→ Problem to work on
Set down the line that contains "the white parking" and every line after it to the end of the entries, exactly as they stand and nothing more.

→ Data listing

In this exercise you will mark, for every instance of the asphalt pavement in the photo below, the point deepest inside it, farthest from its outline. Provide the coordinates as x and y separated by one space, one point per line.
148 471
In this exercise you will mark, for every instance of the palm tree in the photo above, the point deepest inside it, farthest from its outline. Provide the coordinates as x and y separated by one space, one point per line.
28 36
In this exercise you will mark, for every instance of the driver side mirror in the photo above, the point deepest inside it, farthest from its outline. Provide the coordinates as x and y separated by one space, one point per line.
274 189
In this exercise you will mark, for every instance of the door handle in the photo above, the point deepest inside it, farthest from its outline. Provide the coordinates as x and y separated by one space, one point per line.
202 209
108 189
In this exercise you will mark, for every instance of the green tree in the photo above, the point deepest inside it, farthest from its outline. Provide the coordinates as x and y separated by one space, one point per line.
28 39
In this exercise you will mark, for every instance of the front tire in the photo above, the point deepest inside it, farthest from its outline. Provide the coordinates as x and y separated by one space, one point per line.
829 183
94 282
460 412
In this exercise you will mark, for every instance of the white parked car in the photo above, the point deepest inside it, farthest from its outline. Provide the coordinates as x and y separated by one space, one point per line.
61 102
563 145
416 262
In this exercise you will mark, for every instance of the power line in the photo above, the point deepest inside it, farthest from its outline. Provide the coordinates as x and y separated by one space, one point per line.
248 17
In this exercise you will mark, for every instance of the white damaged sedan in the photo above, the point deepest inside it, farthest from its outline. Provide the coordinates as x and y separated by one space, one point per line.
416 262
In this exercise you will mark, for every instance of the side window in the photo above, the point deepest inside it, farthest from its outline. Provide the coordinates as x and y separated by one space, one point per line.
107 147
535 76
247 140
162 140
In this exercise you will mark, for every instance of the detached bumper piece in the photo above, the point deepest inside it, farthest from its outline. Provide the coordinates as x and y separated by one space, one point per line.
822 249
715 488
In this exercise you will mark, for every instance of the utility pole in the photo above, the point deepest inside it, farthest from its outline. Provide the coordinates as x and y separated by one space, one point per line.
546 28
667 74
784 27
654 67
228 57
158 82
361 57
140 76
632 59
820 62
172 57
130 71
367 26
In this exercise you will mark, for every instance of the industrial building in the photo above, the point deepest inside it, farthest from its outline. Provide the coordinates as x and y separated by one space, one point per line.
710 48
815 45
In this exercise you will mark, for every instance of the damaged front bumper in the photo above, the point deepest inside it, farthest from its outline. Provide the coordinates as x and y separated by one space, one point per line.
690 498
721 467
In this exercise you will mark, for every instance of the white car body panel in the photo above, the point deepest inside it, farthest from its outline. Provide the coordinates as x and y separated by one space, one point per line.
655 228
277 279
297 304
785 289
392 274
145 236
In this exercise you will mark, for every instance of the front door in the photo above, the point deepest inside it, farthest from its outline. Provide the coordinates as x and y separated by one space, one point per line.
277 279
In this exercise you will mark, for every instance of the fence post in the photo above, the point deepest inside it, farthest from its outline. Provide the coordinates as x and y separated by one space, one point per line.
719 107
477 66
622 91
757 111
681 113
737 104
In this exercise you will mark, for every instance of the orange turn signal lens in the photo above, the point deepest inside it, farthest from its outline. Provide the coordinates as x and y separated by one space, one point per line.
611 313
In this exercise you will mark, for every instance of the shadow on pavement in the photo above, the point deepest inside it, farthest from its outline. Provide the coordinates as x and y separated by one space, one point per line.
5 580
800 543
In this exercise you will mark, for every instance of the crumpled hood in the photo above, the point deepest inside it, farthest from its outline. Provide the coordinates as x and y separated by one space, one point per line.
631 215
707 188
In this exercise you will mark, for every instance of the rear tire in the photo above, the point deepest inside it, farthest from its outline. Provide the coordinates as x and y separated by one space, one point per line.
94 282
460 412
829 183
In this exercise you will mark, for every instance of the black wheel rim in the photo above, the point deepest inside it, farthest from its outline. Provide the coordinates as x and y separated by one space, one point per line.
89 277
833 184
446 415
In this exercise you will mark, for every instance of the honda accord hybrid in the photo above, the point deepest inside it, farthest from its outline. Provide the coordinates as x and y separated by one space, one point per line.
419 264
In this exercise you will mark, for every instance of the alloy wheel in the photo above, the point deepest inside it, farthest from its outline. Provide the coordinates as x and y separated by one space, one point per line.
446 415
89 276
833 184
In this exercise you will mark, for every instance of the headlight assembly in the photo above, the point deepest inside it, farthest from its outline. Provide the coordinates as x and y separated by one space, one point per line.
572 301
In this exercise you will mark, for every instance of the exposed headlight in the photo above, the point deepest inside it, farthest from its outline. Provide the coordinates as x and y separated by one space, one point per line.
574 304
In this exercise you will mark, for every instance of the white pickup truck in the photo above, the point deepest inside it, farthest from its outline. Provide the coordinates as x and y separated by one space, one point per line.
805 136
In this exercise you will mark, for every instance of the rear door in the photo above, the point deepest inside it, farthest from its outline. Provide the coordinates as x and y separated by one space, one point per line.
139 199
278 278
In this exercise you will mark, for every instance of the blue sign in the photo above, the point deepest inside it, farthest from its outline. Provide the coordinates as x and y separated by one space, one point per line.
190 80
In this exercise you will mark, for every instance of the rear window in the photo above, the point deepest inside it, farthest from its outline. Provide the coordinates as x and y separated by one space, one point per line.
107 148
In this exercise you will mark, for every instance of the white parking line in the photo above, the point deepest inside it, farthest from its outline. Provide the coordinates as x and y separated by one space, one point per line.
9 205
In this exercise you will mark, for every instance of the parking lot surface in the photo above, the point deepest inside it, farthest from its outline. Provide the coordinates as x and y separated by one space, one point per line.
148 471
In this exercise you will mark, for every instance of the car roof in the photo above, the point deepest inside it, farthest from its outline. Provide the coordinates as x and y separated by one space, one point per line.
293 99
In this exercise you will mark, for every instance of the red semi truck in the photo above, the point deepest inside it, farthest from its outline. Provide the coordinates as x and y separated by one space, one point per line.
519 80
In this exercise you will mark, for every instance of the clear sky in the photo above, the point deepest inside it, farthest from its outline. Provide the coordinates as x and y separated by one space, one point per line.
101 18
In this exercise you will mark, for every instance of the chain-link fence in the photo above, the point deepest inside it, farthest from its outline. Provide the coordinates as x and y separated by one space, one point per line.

→ Answer space
In this exercise you will mark, for every instance of the white parking line in the photo above, the point deepest inside it, farthest from its outline. Provide the coordinates as x and y separated by one space, one point per line.
9 205
In this exercise you will mark, for every instance of the parking lot surface in the photo above, the point deepest inside it, farthest from its outline. Provide the coordinates as x and y separated by one space, one point per line.
148 471
In this exercise you will mark, for every instance of the car roof in the photo above, the point deepest inside it, farthest from its outline. Provide the coordinates as x and y separated by one space, one point per line.
293 99
In this exercise you will mark, for every instance of the red semi truck in the photo above, the point deepest inside it, farthest from its outline. Provide the coordinates as x and y separated by one space, one point per line.
519 80
In this exercise you will mark, for every instance of the clear sky in the photo above, the point deepest inside it, farthest from its outline. Provide the coordinates as x and y separated by one space, one point per line.
101 18
In this exercise you will mark, for every instance of the chain-link fence in the photo above, the point deepest inside it, farthest from its outline. Provide the coordinates as x and y separated by one space, one point per line.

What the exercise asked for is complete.